The BBC reported that French officials said she did not blow herself up in a police raid and that the suicide bomber was a man.
Her mother and brother told AFP on Thursday that they recognised Ait Boulahcen's voice from the recording.
Her brother said she had suddenly become radicalised about six months ago and began wearing the niqab, which covers the face.
"She was unstable, she created her own bubble. She wasn't looking to study religion, I have never even seen her open a Quran," he told AFP.
BRAINWASHING
"It's brainwashing," added her 58-year-old mother, with whom she had been living in the gritty Paris suburb of Aulnay-sous-Bois until a few weeks ago.
In the eastern town of Creutzwald, near the German border, where Ait Boulahcen's 74-year-old father lives, her long-time friend Jerome described her as a cowboy hat-and-boots-wearing party girl who "smoked and boozed".
Born in 1989, Ait Boulahcen had spent a part of her turbulent childhood in a foster home. Her brother recalls her years in care, from age eightc to 15, as a time when she was "happy and blossomed".
"Initially, everything went well. She was a kid like any other," albeit markedly unaffectionate, her former foster mother told AFP, speaking on condition of anonymity.
But then things took a turn for the worse.
Her foster mother, who wept when she saw Ait Boulahcen's picture on television, recalled her young charge "applauding in front of the telly" when the US was attacked on Sept 11, 2001.
More recently, according to her brother, "she spent all her time on her smartphone, on Facebook and Whatsapp".
Three weeks ago, she went to live with a friend in the suburb of Drancy, he said, a town a short drive away from Aulnay-sous-Bois.
"We are really sad for all the victims," he added.

Given instruction a:
Copy the news passage about Ait Boulahcen, starting at "In the eastern" and ending at "condition of anonymity.", but swap in "longtime" wherever "long-time" appears.

Given entries:
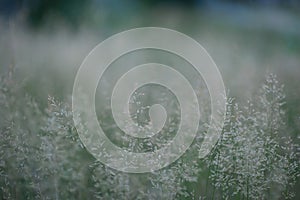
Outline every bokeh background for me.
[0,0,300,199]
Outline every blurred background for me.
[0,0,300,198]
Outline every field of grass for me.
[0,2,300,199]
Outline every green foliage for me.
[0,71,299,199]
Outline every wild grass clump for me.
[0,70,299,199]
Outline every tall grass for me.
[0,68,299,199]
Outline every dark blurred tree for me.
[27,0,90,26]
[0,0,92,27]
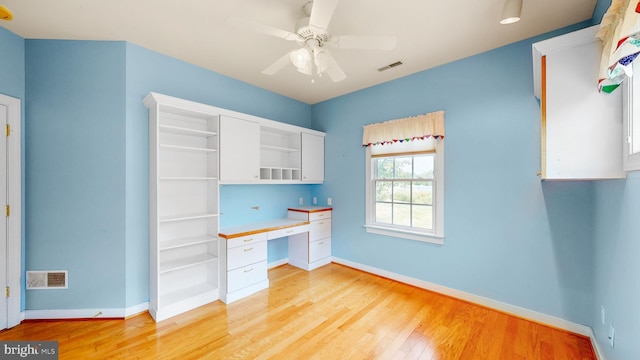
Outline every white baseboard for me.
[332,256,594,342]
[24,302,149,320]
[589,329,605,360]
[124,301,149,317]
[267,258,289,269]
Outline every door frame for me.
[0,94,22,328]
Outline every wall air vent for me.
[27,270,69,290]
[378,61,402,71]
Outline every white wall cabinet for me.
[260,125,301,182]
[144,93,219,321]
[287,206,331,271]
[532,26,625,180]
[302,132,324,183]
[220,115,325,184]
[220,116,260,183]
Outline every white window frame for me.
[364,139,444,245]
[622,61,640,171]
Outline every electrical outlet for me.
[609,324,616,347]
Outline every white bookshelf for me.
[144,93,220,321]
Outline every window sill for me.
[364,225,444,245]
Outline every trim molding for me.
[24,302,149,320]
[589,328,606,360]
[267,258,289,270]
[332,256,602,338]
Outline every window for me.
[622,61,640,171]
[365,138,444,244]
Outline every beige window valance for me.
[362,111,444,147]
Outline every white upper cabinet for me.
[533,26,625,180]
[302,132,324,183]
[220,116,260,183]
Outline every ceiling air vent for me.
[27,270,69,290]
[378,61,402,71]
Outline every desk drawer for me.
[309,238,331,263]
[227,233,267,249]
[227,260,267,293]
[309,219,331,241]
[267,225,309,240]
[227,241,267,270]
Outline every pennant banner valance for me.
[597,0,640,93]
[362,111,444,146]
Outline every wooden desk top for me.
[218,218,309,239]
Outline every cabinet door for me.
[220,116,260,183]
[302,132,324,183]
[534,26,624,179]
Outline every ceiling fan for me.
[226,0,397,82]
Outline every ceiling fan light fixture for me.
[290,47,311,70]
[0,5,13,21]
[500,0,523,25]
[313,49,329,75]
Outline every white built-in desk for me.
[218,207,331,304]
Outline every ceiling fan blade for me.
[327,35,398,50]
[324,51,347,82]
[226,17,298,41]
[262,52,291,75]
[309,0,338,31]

--

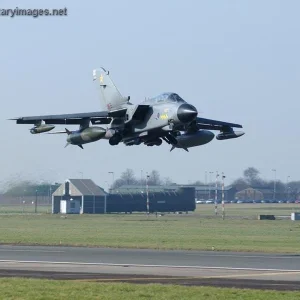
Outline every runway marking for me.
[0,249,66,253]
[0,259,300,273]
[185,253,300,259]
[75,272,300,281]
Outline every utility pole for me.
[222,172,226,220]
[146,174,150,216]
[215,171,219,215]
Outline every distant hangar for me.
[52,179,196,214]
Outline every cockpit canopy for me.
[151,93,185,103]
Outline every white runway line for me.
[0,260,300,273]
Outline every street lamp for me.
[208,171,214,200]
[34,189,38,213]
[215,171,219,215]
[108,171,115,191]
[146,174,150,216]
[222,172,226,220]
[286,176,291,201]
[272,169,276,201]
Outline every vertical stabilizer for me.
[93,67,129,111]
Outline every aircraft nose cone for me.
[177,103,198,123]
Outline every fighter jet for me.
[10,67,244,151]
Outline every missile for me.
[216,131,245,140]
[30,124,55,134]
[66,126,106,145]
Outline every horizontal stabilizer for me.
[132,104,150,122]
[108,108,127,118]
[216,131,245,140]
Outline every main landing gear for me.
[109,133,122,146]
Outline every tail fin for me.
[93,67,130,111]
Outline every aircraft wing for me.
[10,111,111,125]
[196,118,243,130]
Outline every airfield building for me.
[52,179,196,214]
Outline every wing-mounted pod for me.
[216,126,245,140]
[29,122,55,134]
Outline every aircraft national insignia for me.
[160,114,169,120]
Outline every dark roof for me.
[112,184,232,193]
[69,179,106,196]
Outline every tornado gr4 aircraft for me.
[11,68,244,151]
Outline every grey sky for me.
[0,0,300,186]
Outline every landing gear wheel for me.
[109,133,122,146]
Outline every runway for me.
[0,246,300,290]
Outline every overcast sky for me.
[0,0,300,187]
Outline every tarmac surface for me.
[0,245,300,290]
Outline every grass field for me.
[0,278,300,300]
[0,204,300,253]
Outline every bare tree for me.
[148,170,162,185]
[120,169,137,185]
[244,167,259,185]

Given instruction b:
From the records, recast the lines starting at the one containing "Outline every aircraft wing for me." and ending at the one containing "[244,167,259,185]" as a Markdown table with columns n and Line. Give each line its own numbered row and leave out any blank lines.

Task output a:
In the eastern town of Creutzwald, near the German border, where Ait Boulahcen's 74-year-old father lives, her longtime friend Jerome described her as a cowboy hat-and-boots-wearing party girl who "smoked and boozed".
Born in 1989, Ait Boulahcen had spent a part of her turbulent childhood in a foster home. Her brother recalls her years in care, from age eightc to 15, as a time when she was "happy and blossomed".
"Initially, everything went well. She was a kid like any other," albeit markedly unaffectionate, her former foster mother told AFP, speaking on condition of anonymity.

Task output b:
| n | Line |
|---|---|
| 1 | Outline every aircraft wing for me. |
| 2 | [10,111,111,125] |
| 3 | [196,118,243,130] |
| 4 | Outline every airfield building for me. |
| 5 | [52,179,196,214] |
| 6 | Outline every wing-mounted pod for me. |
| 7 | [216,126,245,140] |
| 8 | [29,122,55,134] |
| 9 | Outline every aircraft national insignia for me. |
| 10 | [160,114,169,120] |
| 11 | Outline every dark roof for me. |
| 12 | [112,184,232,193] |
| 13 | [69,179,106,196] |
| 14 | Outline every tornado gr4 aircraft for me. |
| 15 | [11,68,244,151] |
| 16 | Outline every grey sky for me. |
| 17 | [0,0,300,186] |
| 18 | Outline every landing gear wheel for me. |
| 19 | [109,133,122,146] |
| 20 | Outline every runway for me. |
| 21 | [0,246,300,290] |
| 22 | Outline every overcast sky for me. |
| 23 | [0,0,300,187] |
| 24 | Outline every tarmac surface for me. |
| 25 | [0,245,300,290] |
| 26 | Outline every grass field for me. |
| 27 | [0,278,300,300] |
| 28 | [0,204,300,253] |
| 29 | Outline every bare tree for me. |
| 30 | [148,170,162,185] |
| 31 | [120,169,137,185] |
| 32 | [244,167,259,185] |